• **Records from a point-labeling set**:
•••
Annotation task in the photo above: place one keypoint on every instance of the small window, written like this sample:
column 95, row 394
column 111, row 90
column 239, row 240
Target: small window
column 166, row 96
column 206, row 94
•••
• **TASK DIRECTIONS**:
Retype the records line for line, exactly as they are.

• **FINAL RESULT**:
Annotation task in the photo above: place one keypoint on every instance of the small window, written like this sample:
column 95, row 394
column 111, row 90
column 239, row 240
Target: small window
column 166, row 96
column 206, row 94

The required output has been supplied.